Iowa lawmaker blames lack of House rules for virus infection
DES MOINES, Iowa (AP) — A Democratic state lawmaker said she has tested positive for COVID-19 and thinks she was infected with the virus at the Iowa Capitol, where Republicans have refused to mandate masks or require people to disclose positive cases.
The announcement by Rep. Amy Nielsen of North Liberty on Saturday night marked the first confirmed case among legislators, but there have been three other positive cases among people associated in the House since the legislative session began three weeks ago. One of those additional cases was announced by the House’s chief clerk Saturday, but the infected person wasn’t named.
Nielsen said she began feeling tired on Thursday and by Friday was feeling worse. She was tested on Saturday and the results were positive. She said she has lost her sense of taste.
Nielsen had decided with her family that she would not return home from Des Moines during the legislative session out of an abundance of caution and is relieved about that decision now. She has a husband and two children at home and another child away at college.
Nielsen, who said she wore a mask covering her nose and mouth but does not have eye covering, believes she contracted the virus at the Iowa Capitol, where Republican leaders have not required masks and do not require disclosure of positive cases. She said she’s gone nowhere else but to the building and briefly to a grocery store where everyone was masked.

# Directions
Answer these questions from the news report on the Iowa lawmaker.
(a) On what day did Rep. Amy Nielsen begin feeling tired?
(b) How long before the announcement had the legislative session begun?
(c) Other than the Iowa Capitol, where did Nielsen say she had gone?

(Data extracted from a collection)
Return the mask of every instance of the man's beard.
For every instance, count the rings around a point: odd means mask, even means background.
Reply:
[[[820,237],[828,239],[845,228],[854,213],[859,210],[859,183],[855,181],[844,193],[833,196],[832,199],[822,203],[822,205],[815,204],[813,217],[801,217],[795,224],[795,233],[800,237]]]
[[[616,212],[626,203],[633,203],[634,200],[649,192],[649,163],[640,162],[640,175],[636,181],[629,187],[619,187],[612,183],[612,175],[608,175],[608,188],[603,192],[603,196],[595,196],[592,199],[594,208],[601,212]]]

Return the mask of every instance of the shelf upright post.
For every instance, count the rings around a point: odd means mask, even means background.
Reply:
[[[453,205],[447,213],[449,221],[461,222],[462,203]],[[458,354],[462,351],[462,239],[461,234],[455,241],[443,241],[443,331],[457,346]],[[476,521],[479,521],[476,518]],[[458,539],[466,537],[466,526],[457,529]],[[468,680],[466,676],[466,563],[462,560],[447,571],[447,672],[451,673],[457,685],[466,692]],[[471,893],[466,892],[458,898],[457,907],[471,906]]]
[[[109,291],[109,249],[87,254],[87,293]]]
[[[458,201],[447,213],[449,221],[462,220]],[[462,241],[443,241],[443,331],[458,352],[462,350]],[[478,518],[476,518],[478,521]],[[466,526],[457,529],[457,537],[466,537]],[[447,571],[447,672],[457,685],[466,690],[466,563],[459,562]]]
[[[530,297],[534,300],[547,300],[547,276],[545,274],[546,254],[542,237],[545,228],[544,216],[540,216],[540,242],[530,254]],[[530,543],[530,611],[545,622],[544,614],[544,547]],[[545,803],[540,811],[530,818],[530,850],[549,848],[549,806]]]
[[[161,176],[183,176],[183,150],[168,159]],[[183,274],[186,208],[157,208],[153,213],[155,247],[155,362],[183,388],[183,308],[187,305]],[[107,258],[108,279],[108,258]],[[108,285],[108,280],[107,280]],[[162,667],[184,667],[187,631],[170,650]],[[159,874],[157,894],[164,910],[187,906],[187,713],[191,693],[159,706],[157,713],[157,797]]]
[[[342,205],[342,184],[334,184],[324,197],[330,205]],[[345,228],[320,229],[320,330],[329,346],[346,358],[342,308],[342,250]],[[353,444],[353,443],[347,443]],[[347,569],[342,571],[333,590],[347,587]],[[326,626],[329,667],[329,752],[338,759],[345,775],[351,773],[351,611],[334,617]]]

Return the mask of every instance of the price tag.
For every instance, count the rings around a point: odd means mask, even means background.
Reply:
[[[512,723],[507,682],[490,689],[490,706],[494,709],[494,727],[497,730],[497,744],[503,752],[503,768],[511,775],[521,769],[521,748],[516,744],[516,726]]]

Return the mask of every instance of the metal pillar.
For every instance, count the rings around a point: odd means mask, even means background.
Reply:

==

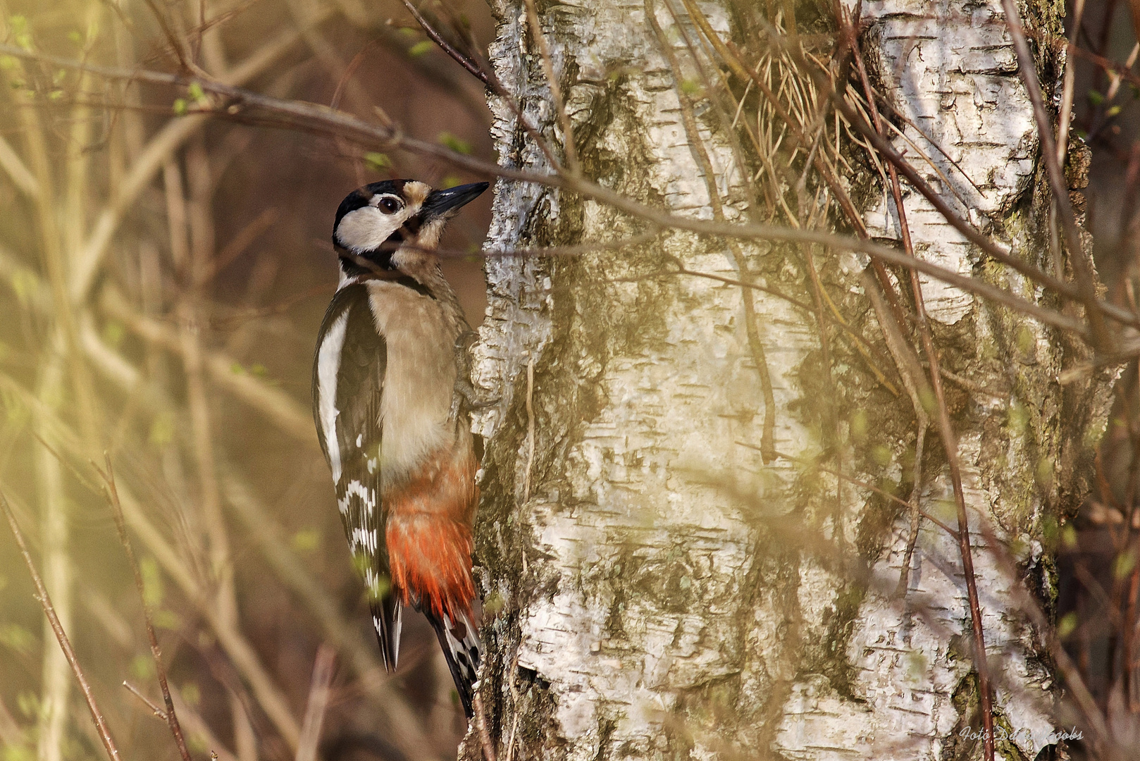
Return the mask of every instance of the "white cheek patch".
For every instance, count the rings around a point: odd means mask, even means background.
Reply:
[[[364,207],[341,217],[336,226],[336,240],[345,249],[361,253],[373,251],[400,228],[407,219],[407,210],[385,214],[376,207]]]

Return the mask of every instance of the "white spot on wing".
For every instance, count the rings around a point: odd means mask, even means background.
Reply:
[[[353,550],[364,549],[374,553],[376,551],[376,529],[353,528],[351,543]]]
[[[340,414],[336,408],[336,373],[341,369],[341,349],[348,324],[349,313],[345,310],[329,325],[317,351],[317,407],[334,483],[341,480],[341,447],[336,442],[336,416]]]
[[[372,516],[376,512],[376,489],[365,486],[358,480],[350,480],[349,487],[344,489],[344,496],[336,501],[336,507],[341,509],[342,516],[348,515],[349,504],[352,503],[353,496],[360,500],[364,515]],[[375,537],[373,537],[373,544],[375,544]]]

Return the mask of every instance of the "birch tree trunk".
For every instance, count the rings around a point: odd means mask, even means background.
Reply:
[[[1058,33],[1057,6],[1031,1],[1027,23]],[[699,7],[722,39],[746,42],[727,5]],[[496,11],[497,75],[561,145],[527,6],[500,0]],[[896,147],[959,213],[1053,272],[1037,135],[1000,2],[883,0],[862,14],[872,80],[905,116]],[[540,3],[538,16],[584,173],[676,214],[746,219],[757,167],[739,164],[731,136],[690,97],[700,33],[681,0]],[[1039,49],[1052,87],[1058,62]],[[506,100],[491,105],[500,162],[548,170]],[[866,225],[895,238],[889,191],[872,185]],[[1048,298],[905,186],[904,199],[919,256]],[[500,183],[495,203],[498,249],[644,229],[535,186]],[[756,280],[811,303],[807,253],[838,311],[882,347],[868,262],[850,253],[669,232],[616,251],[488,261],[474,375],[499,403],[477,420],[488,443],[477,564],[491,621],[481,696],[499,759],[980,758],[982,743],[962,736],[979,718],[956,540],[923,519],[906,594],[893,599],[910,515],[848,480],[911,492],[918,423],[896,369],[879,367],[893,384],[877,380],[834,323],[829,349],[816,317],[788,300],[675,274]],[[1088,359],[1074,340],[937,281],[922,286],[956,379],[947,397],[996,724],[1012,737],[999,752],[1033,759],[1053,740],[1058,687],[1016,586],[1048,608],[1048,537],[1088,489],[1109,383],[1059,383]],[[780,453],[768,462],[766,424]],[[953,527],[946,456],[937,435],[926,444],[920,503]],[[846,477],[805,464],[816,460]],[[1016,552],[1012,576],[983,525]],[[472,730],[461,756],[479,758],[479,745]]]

# Solution to the exercise
(a) Thursday
(b) Three weeks
(c) Briefly to a grocery store, where everyone was masked